Фрагмент страницы —
__________
В предместье, лежащем к французской границе, жители, со страха войны, выезжали из своих домов. На одном дворе, целое семейство сидело в просторном экипаже; хозяйка и взрослая дочка подносили платок к глазам; дети развилась; хозяин отдавал последнее напутствие работнику, закрывающему ставни. 

Я с участием посмотрел на их маленький домик. Женева - передовой страж Швейцарии, на которого пойдет первое движение врага! Но хочется думать, что граница - заповедный Рубикон: политическая распря не перешагнёт его с оружием! Не стыдно ли будет опустошить эти грациозные жилища, которыми усеяна вся дорога вдоль берега? 

На каждом шагу, или дача, или ферма, или деревенька, посреди миловидных садов: выбегут посмотреть на проезжающего, улыбнутся - и тотчас скроются за зелень древесную! Природа имеет здесь аттическую прелесть и изменчивость - versatiltte - что сказывается яснее, в виду величественного Монблана, справляющего вам проводы.

Проезжая мимо Жанто (Genthod), я вспомнил о Боннете и о романтической прогулке нашего Карамзина. В Ферне я не был - я не поехал бы туда, даже если б и сам Вольтер еще там жил. Стоило вырвать сердце Вольтера разве только для того, чтоб удостовериться был ли у него этот кусок плоти, что зовется сердцем. Подозрение весьма основательное, но бессердечны творения этого широкого ума. Я не кланяюсь уму, в котором спрятана змея! Слава Богу, что Ферней выходит из моды!
__________
Извлечённые записи —
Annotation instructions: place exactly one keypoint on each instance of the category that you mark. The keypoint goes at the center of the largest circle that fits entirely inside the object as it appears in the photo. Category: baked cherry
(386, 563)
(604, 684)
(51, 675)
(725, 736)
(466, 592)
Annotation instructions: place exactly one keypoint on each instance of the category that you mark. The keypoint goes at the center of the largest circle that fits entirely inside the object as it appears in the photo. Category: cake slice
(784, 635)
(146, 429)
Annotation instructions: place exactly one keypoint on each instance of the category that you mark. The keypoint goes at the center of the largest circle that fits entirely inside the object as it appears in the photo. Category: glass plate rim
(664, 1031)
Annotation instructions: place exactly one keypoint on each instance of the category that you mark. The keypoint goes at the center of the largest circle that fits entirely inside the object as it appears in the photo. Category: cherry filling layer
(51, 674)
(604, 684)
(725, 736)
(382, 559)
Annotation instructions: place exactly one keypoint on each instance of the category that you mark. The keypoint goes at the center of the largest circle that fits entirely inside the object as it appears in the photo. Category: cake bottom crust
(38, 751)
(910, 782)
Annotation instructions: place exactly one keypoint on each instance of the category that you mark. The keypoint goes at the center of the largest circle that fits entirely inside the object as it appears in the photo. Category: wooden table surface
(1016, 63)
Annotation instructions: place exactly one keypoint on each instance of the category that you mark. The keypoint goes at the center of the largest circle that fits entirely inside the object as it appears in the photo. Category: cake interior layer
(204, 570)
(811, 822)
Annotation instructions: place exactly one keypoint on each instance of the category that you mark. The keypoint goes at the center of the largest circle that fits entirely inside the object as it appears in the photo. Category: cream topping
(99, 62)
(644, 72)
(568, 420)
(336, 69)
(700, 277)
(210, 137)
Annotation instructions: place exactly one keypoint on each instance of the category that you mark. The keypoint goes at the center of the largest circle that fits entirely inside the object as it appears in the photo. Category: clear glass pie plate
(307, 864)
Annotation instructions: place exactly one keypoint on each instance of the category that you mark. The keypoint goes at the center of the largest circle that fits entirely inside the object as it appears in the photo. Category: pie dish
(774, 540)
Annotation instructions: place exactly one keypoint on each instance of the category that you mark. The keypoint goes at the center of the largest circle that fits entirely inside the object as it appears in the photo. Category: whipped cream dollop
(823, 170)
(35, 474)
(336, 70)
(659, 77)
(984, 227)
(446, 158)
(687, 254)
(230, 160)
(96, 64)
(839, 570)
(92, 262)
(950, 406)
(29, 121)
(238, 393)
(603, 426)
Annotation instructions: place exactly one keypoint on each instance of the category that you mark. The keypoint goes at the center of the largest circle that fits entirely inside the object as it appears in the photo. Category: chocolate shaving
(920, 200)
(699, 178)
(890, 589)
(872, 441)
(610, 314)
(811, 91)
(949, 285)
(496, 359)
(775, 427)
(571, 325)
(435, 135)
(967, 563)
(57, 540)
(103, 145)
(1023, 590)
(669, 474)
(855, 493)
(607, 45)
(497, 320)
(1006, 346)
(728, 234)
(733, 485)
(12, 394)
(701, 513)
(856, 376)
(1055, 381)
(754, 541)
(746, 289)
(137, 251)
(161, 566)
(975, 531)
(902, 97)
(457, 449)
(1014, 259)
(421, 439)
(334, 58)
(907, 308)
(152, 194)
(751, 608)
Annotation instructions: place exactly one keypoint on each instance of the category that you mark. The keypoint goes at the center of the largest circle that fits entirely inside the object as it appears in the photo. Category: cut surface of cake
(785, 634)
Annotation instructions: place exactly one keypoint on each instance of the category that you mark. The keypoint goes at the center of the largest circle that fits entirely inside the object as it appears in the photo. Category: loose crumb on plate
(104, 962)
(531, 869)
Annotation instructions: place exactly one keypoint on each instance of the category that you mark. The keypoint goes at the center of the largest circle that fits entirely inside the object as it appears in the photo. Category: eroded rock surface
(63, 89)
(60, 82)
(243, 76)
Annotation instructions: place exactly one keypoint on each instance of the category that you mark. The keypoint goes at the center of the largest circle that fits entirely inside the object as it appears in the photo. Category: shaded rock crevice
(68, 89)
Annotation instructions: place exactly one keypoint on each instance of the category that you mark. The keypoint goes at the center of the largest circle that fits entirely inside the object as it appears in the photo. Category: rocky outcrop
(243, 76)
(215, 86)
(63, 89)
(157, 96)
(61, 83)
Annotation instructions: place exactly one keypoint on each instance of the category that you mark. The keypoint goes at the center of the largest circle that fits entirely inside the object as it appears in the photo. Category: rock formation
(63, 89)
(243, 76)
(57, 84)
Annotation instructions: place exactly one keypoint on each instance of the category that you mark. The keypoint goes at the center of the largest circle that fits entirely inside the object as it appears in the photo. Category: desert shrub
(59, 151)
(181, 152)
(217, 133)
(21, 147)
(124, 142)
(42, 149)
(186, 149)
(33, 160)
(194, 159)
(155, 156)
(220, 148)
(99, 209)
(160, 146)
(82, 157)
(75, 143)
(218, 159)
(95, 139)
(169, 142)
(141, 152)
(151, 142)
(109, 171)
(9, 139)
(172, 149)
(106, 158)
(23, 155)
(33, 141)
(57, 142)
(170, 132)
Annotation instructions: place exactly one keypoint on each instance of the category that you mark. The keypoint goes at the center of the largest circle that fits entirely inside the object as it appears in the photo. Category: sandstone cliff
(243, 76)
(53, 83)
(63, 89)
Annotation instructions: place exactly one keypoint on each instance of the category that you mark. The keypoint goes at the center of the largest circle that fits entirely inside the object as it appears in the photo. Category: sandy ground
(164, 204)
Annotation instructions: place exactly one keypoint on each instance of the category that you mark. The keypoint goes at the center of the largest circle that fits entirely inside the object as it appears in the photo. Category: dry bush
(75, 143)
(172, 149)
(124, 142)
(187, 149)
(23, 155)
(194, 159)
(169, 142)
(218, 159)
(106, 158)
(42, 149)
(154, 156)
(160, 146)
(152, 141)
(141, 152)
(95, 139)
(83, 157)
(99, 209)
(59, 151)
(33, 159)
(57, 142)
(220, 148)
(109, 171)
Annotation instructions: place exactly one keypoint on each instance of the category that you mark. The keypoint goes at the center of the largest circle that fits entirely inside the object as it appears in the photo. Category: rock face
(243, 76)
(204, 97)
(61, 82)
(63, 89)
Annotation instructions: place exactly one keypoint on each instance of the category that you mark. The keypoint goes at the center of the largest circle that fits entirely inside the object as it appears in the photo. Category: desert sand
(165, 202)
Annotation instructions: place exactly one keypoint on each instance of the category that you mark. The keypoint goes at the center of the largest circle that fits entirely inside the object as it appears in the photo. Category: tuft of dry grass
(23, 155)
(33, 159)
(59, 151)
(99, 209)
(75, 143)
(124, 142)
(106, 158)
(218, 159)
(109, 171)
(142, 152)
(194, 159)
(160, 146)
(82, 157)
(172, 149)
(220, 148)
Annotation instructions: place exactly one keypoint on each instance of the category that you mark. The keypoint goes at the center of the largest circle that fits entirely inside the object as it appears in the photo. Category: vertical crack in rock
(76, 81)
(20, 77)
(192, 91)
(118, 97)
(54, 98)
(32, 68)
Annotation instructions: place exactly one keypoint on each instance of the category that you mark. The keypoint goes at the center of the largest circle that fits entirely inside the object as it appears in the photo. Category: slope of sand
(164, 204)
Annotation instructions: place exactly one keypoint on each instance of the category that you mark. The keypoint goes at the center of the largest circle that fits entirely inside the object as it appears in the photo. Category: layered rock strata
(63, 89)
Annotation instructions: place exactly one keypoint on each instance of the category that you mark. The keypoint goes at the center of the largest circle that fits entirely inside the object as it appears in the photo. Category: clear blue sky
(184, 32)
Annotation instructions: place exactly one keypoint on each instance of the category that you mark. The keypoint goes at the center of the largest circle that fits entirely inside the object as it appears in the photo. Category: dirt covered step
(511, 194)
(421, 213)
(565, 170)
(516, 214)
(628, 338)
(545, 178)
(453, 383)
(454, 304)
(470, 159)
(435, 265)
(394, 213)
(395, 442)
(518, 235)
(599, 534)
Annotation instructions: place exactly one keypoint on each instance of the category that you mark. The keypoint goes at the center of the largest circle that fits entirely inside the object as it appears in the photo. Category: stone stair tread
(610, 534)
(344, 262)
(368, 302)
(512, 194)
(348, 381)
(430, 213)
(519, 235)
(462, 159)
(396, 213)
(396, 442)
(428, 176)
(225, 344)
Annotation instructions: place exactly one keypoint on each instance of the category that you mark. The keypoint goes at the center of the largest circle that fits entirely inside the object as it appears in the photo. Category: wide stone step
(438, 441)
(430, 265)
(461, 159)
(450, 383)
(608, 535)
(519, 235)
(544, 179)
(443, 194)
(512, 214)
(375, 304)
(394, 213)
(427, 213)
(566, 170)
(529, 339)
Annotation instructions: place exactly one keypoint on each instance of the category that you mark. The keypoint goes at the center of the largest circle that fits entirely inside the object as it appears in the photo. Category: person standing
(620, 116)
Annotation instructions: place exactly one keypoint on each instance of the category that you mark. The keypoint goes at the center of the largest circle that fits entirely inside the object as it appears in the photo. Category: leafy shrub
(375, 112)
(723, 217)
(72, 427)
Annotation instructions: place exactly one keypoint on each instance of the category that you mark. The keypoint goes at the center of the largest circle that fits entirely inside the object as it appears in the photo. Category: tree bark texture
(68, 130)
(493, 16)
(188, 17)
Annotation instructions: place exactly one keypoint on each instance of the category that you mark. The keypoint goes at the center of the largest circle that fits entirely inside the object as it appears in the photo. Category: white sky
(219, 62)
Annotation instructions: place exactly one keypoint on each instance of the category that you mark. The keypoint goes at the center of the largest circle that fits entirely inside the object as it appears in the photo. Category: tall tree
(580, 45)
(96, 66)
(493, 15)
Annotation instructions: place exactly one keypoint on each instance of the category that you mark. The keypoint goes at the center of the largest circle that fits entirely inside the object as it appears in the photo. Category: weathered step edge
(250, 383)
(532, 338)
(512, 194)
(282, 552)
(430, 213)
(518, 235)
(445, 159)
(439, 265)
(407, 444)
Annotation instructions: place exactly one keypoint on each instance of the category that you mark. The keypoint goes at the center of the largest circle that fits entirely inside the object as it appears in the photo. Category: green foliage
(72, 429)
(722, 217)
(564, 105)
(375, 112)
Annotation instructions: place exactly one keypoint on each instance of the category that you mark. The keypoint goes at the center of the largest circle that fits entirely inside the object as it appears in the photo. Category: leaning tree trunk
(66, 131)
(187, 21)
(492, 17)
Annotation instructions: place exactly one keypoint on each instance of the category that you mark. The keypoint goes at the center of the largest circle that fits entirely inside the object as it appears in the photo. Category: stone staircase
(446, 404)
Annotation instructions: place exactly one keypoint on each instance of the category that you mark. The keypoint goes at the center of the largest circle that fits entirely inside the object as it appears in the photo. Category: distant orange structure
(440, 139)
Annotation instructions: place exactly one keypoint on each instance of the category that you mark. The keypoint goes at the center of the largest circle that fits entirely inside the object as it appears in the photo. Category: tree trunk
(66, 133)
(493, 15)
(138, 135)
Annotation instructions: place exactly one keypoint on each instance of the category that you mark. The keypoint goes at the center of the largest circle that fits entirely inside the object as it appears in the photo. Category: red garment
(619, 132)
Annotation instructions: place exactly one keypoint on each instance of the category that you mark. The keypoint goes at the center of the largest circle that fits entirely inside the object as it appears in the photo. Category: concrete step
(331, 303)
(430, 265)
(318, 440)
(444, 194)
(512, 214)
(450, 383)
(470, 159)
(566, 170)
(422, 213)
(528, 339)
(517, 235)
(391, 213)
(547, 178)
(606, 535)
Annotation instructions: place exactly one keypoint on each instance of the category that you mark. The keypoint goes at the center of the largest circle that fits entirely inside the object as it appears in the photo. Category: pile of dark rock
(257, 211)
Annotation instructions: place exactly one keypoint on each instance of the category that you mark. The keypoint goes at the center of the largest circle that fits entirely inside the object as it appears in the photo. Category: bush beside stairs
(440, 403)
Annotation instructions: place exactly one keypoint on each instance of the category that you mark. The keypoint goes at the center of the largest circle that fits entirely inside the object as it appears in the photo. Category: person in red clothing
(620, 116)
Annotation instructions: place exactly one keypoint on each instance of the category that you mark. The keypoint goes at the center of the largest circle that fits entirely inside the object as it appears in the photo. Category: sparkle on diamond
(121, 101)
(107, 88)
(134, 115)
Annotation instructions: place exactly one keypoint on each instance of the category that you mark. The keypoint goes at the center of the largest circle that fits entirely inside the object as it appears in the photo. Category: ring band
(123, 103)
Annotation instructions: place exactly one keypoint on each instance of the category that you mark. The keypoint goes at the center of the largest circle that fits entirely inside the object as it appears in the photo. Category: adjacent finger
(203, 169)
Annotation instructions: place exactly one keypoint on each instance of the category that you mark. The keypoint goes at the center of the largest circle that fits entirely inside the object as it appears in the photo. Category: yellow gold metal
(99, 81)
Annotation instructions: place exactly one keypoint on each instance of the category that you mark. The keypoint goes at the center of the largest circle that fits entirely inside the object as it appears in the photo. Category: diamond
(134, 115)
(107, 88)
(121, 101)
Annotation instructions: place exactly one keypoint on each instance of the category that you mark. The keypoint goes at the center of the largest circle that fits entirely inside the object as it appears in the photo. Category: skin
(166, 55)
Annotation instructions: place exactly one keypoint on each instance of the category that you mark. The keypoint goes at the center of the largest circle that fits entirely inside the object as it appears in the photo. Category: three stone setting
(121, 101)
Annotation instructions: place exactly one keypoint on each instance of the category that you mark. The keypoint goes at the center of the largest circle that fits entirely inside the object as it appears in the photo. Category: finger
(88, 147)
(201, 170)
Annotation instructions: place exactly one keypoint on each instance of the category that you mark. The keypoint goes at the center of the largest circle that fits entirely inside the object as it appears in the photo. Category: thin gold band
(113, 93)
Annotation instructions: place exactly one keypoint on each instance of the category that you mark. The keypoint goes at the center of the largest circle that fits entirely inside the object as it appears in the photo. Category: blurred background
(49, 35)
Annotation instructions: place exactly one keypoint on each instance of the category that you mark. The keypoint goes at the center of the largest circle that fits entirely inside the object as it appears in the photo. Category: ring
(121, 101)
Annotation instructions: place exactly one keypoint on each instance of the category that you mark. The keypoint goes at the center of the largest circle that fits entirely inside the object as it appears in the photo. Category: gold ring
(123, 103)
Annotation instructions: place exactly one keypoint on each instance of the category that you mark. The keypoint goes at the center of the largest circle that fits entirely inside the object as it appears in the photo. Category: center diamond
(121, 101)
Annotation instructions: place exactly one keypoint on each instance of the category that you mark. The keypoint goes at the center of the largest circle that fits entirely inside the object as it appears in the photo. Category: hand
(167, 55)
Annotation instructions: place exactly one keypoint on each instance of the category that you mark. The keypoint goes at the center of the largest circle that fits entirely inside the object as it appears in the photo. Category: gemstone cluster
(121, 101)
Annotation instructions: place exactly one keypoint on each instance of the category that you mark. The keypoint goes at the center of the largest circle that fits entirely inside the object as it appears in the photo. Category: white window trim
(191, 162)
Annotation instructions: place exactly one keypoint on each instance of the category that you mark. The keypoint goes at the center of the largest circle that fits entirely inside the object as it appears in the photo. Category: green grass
__________
Задание —
Во фрагменте страницы выше о дороге из Женевы: при проезде мимо какого места автор вспоминает о Боннете и о прогулке Карамзина?

Ответ ниже —
При проезде мимо Жанто (Genthod).